从美学角度阐析了《文心雕龙·物色》篇的理论内涵

从美学角度阐析了《文心雕龙·物色》篇的理论内涵,第1张

从 美学角度阐析了《文心雕龙·物色》篇的理论内涵

https://baijiahaobaiducom/sid=1588012642910906181&wfr=spider&for=pc

题文诗:

情以物迁,辞以情发情往似赠,兴来如答

模范山水,心为物役写气图貌,随物婉转

以少总多,情貌无遗以简驭繁,与心徘徊

略语则阙,详说则繁大巧若拙,清静无为

人即自然,物我无分

本文从美学角度阐析了《文心雕龙·物色》篇的理论内涵。本文指出“物色”的意思并不等同于“物”,而侧重点在于事物的外在形态(形式美),即在于自然事物的样态与人的情感结构的对应性。作者认为:《物色》篇继承了中国古典美学的物感思想,同时,有第一次完整地表达了物——情——辞三者关系,描述了从“诗人感物”到审美意象物化的过程,这是中国古代美学的一个理论突破。文章指出:刘勰关于审美主客体的双向互动关系的分析,不是一般“物感”,那样只注意物对心的感发,视主体为被动接受,而是在强调“物感”的同时,还强调了心对物的驾驭与统摄,把“随物宛转”和“与心徘徊”视为不可偏废的同一过程。由此,阐发了“兴”的主体创造功能。 关键词 物色;形式美;兴;简化

《文心雕龙》中《物色》一篇,在刘勰的创作论中有重要的地位,在中国古典美学发展史上,有独特的价值与意义,值得深入探讨。

《物色》一篇,专论物、情、辞三者之关系。不仅论述了物对心(情)的感发作用,同时也论述了心(情)对物的驾驭与升华功能,并将文学创作的语言表现问题(辞)置于主客体的交融互动中加以探索,首次在中国古典美学发展史上提出了审美主体的构形能力问题。

采集数据:

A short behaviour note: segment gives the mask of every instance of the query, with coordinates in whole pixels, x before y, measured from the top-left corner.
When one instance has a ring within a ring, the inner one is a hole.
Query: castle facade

待解问题:
1. 页面摘录为何认为,刘勰对审美主客体双向互动关系的分析“不是一般‘物感’”?请用一到三句话说明。
2. 列出页面摘录中给出的全部关键词。

答案列表:
1. 一般“物感”只注意物对心的感发,把主体视为被动接受的一方。刘勰在强调“物感”的同时,还强调心对物的驾驭与统摄,并把“随物宛转”和“与心徘徊”视为不可偏废的同一过程。

2. 物色;形式美;兴;简化